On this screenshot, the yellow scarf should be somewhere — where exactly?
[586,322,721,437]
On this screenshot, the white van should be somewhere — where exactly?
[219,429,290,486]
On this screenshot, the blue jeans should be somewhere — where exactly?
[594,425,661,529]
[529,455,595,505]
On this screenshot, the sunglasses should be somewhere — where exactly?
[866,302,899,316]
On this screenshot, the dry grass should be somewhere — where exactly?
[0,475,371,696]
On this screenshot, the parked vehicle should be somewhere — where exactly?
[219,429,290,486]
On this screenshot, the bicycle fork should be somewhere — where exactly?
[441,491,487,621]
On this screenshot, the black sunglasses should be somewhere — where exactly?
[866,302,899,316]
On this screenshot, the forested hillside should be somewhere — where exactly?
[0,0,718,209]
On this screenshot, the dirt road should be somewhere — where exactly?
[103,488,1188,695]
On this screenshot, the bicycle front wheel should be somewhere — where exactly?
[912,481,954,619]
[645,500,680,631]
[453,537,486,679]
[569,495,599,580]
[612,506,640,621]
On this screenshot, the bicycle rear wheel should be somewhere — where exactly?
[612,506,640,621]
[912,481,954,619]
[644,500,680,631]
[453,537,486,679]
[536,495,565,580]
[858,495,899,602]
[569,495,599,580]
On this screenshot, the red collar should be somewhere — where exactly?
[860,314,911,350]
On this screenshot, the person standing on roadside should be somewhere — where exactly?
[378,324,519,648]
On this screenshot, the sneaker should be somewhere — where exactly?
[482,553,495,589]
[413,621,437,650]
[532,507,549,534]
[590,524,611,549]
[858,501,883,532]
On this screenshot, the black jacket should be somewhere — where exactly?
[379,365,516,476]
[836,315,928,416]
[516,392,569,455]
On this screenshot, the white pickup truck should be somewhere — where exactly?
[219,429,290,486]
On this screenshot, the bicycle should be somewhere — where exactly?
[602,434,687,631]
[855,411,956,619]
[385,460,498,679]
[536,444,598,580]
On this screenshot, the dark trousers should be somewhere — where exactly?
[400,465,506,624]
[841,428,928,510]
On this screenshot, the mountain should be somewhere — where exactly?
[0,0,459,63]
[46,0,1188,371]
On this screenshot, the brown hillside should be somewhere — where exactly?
* * *
Directions: Print all the items above again, word for word, with every line unchanged and in the same order.

Task output:
On this screenshot, the yellow scarf should be somewhere — where exactly?
[586,322,721,437]
On this screenshot, the white van should be somewhere — where exactly?
[219,429,290,486]
On this screenshot, the blue jeans should be somewhere — where exactly?
[594,425,661,529]
[529,455,595,505]
On this screenshot, the sunglasses should be somewhere — where exactly?
[866,302,899,316]
On this screenshot, the dry grass should be somewhere — where exactly?
[0,475,371,696]
On this screenshot, the parked vehicle should be somewhere — where exactly?
[219,429,290,486]
On this screenshot, the bicycle fork should be somewhere — where exactly?
[441,491,487,621]
On this screenshot, the black sunglasses should be somewhere — where exactly?
[866,302,899,316]
On this screenshot, the forested hillside should be somewhere — where exactly?
[0,0,718,209]
On this screenshot, the dirt road should be somewhere — where exactly?
[103,488,1188,695]
On this screenshot, the bicycle front wheel should be somewhere — where exactly?
[912,481,954,619]
[645,500,680,631]
[453,537,486,679]
[569,495,599,580]
[612,506,640,621]
On this screenshot, the bicycle rear wheel should be somewhere — where exactly?
[612,506,640,621]
[912,481,954,619]
[644,500,680,631]
[453,537,486,679]
[536,495,565,580]
[858,495,899,602]
[569,495,599,580]
On this screenshot, the red collar should be somewhere — where exactly?
[860,314,911,350]
On this screenshot, the person standing on roadside should be somewhere — where exactly?
[378,324,519,648]
On this screenshot, the sneaker should be somewhere — where exactly?
[482,553,495,589]
[413,621,437,650]
[532,507,549,534]
[590,524,611,549]
[858,501,883,532]
On this screenshot, the black jacket should be somewhere — where exactly?
[379,365,516,476]
[836,315,928,416]
[516,392,569,455]
On this screenshot, the white pickup truck should be somewhere — where exactly?
[219,429,290,486]
On this screenshot, the bicycle should be somewhere — where exactly?
[602,434,687,631]
[855,411,956,619]
[385,460,498,679]
[536,444,598,580]
On this screenshot, the dark trousers should be somewhere — where exactly?
[400,465,506,624]
[841,428,928,510]
On this screenshot, the mountain should be somewhere — where exactly?
[0,0,459,63]
[46,0,1188,371]
On this screenshot, the brown hillside should be somewhere — where exactly?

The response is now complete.